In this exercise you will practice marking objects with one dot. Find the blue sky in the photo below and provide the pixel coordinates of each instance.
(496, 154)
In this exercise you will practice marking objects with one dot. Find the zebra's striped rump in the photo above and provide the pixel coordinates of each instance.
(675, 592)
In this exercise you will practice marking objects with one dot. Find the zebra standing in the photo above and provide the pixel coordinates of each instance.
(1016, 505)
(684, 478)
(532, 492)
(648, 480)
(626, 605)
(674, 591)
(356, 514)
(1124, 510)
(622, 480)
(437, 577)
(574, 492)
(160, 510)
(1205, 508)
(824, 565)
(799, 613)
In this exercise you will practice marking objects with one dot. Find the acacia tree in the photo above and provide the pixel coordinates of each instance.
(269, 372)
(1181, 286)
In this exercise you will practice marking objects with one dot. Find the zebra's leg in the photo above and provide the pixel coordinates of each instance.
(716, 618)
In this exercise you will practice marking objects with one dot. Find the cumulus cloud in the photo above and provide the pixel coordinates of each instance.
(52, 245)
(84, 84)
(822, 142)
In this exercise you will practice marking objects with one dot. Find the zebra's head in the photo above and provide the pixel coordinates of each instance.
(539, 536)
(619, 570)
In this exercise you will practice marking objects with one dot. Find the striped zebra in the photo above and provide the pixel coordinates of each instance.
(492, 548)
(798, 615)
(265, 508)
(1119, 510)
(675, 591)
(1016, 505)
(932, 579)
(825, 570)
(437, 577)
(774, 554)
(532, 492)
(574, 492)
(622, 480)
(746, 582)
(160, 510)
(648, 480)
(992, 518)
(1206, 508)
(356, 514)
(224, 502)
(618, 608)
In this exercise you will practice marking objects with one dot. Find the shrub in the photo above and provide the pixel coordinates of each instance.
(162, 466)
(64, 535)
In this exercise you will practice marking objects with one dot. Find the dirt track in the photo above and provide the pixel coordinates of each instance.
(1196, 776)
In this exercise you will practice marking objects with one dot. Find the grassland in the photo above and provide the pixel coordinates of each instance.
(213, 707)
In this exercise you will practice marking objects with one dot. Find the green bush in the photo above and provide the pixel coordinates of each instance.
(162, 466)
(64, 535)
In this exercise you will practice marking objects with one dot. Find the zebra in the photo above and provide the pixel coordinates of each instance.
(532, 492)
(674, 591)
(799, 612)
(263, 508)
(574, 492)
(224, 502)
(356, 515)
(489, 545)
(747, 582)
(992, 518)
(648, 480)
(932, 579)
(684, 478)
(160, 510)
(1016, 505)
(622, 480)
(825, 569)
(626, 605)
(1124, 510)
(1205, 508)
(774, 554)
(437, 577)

▬▬▬▬▬▬

:: WORK INSTRUCTIONS ::
Would you print each line of the material exactly?

:: ANSWER BELOW ::
In this exercise you will practice marking objects with one dot. Find the blue sky in the photo below and provide the pixel coordinates of each instance.
(496, 154)
In this exercise you will practice marking objects with one dot. Find the zebra's striped rump in the photo above and provide the pixel coordinates of each instance.
(675, 592)
In this exercise you will practice marking objects with one dot. Find the zebra standing in the photo above and provide the pixel coordinates of each instance.
(1016, 505)
(684, 478)
(532, 492)
(648, 480)
(626, 605)
(674, 591)
(356, 514)
(1124, 510)
(622, 480)
(437, 577)
(574, 492)
(160, 510)
(1205, 508)
(824, 565)
(799, 613)
In this exercise you will practice marking objects with one dot. Find the acacia tree in the photo above and provide the pixel coordinates of each instance.
(269, 372)
(1181, 286)
In this exercise you will practice marking objects with one dot. Find the zebra's leg in the photo above and provide the pixel coordinates of each instance.
(716, 618)
In this exercise you will practice marking objects with one dot. Find the cumulus cloud in the photo above and provide the pixel coordinates of each instance.
(52, 245)
(84, 84)
(822, 142)
In this exercise you will practice marking objects with one dot. Find the zebra's head in the photo above and provide the pixel coordinates of each instance.
(539, 536)
(619, 570)
In this exercise you will practice marking objects with one dot. Find the striped zebra in the photo above and provide the pixel coordinates of each instance.
(492, 548)
(798, 615)
(265, 508)
(1119, 510)
(675, 591)
(1016, 505)
(932, 579)
(825, 570)
(437, 577)
(774, 554)
(532, 492)
(574, 492)
(622, 480)
(746, 582)
(160, 510)
(648, 480)
(992, 518)
(1206, 508)
(356, 514)
(224, 502)
(618, 608)
In this exercise you will practice marking objects with one dot. Find the shrub in the photo above and provide the pixel coordinates of each instance.
(162, 466)
(64, 535)
In this exercise you will practice marking objects with one dot. Find the dirt track in the photo above and provide the pixel coordinates of each instance.
(1196, 776)
In this exercise you will practice marking objects with one dot. Find the grassland in the photo above and provide the pixel coordinates of each instance.
(213, 707)
In this exercise you will practice marking objects with one dot. Find the green bush in the photo above and provide the pixel coordinates of each instance.
(162, 466)
(64, 535)
In this exercise you will practice marking objects with one dot. Find the zebra in the photo above and provide the pixel coordinates of each instance.
(532, 492)
(674, 591)
(799, 612)
(263, 508)
(574, 492)
(224, 502)
(356, 515)
(489, 545)
(747, 582)
(992, 518)
(648, 480)
(932, 579)
(684, 478)
(160, 510)
(1016, 505)
(622, 480)
(825, 569)
(626, 605)
(1124, 510)
(1205, 508)
(774, 554)
(437, 577)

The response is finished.